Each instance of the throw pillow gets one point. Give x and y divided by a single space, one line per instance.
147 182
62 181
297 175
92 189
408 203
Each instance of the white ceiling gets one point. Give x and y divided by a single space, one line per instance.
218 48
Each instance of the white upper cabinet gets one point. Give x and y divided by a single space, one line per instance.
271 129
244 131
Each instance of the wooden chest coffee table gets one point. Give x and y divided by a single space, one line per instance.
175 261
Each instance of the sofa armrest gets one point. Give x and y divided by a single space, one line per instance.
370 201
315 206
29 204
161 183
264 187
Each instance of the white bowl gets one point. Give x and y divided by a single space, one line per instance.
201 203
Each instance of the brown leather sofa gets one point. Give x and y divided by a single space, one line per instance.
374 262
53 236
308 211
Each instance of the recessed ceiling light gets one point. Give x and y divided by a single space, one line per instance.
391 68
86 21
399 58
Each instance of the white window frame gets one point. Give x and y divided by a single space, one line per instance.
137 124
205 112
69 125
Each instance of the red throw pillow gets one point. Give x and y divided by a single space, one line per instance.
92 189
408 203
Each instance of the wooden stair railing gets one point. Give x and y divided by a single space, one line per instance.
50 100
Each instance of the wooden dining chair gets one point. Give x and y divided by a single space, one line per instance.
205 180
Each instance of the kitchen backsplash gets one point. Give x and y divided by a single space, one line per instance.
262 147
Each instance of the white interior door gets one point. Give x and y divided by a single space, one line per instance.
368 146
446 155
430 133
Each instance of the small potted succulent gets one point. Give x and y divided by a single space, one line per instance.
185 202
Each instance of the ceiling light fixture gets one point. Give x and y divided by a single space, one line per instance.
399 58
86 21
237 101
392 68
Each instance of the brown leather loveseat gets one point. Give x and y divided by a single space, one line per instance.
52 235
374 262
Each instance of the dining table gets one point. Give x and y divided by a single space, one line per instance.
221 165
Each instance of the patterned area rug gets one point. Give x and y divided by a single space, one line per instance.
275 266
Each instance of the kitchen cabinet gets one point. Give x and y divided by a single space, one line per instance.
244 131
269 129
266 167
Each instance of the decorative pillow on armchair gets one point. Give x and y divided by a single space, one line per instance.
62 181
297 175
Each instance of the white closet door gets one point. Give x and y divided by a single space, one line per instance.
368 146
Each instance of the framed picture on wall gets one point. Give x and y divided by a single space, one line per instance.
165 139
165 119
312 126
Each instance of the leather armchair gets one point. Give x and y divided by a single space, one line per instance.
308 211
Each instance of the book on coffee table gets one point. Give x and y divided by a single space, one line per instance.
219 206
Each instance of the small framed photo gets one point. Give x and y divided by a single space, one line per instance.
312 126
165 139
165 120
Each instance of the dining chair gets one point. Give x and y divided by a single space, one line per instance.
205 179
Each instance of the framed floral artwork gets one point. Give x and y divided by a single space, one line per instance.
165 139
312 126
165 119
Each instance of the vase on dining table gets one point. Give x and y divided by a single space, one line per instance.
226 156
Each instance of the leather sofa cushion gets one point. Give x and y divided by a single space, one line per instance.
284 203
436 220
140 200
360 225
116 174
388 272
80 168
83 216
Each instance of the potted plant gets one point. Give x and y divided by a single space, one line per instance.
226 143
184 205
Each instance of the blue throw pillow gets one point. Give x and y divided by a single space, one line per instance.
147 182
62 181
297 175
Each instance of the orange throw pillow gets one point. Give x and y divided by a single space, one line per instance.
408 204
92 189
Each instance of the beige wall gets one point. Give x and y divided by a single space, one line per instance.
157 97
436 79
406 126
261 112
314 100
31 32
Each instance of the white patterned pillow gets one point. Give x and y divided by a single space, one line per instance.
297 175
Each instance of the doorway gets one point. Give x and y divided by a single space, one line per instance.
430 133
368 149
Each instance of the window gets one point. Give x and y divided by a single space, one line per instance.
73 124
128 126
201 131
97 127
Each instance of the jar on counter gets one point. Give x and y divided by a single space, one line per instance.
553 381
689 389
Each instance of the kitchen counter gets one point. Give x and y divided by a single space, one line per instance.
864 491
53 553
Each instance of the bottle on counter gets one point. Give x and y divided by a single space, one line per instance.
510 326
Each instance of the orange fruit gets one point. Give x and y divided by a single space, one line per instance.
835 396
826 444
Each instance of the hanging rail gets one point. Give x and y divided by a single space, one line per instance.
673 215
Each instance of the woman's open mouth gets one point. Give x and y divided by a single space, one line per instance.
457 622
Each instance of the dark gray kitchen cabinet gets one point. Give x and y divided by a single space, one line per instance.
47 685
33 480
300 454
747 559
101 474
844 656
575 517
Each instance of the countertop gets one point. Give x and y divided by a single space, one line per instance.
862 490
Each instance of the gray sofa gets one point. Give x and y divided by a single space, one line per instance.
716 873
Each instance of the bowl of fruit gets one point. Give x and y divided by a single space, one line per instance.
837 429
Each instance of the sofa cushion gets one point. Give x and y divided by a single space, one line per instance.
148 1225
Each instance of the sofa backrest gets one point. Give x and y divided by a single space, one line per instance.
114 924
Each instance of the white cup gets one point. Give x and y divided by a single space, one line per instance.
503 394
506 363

> **WORK TO BE COMPLETED**:
Rewrite the items from the line containing "Each instance of the sofa backrest" through the end of the items, replacing "white cup" with "white mug" and leaving everything else unchanged.

> **REPLY TO THE TASK**:
Each instance of the sofa backrest gets one point. Give x and y divided by a single space, one line per instance.
114 924
Each instance of the white mug gets one point. Give x and y divided by a single space, one line per instance.
503 394
506 363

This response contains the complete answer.